What is needed:
Can you reproduce the Kubernetes control plane monitoring text below word for word, from its title through the last line?

Extracted text:
Kubernetes Control Plane Monitoring

Kubernetes Control Plane Monitoring

Overview

This section aims to document specificities and to provide good base configurations for monitoring the Kubernetes Control Plane. You can then customize these configurations to add any Datadog feature.

With Datadog integrations for the API server, Etcd, Controller Manager, and Scheduler, you can collect key metrics from all four components of the Kubernetes Control Plane.

Kubernetes with Kubeadm

The following configurations are tested on Kubernetes v1.18+.

API server

The API server integration is automatically configured. The Datadog Agent discovers it automatically.

Etcd

By providing read access to the Etcd certificates located on the host, the Datadog Agent check can communicate with Etcd and start collecting Etcd metrics.

Dataset content:
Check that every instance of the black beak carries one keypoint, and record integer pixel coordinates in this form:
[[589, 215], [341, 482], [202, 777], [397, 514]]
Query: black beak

Finished exercise:
Kubernetes Control Plane Monitoring

Kubernetes Control Plane Monitoring

Overview

This section aims to document specificities and to provide good base configurations for monitoring the Kubernetes Control Plane. You can then customize these configurations to add any Datadog feature.

With Datadog integrations for the API server, Etcd, Controller Manager, and Scheduler, you can collect key metrics from all four components of the Kubernetes Control Plane.

Kubernetes with Kubeadm

The following configurations are tested on Kubernetes v1.18+.

API server

The API server integration is automatically configured. The Datadog Agent discovers it automatically.

Etcd

By providing read access to the Etcd certificates located on the host, the Datadog Agent check can communicate with Etcd and start collecting Etcd metrics.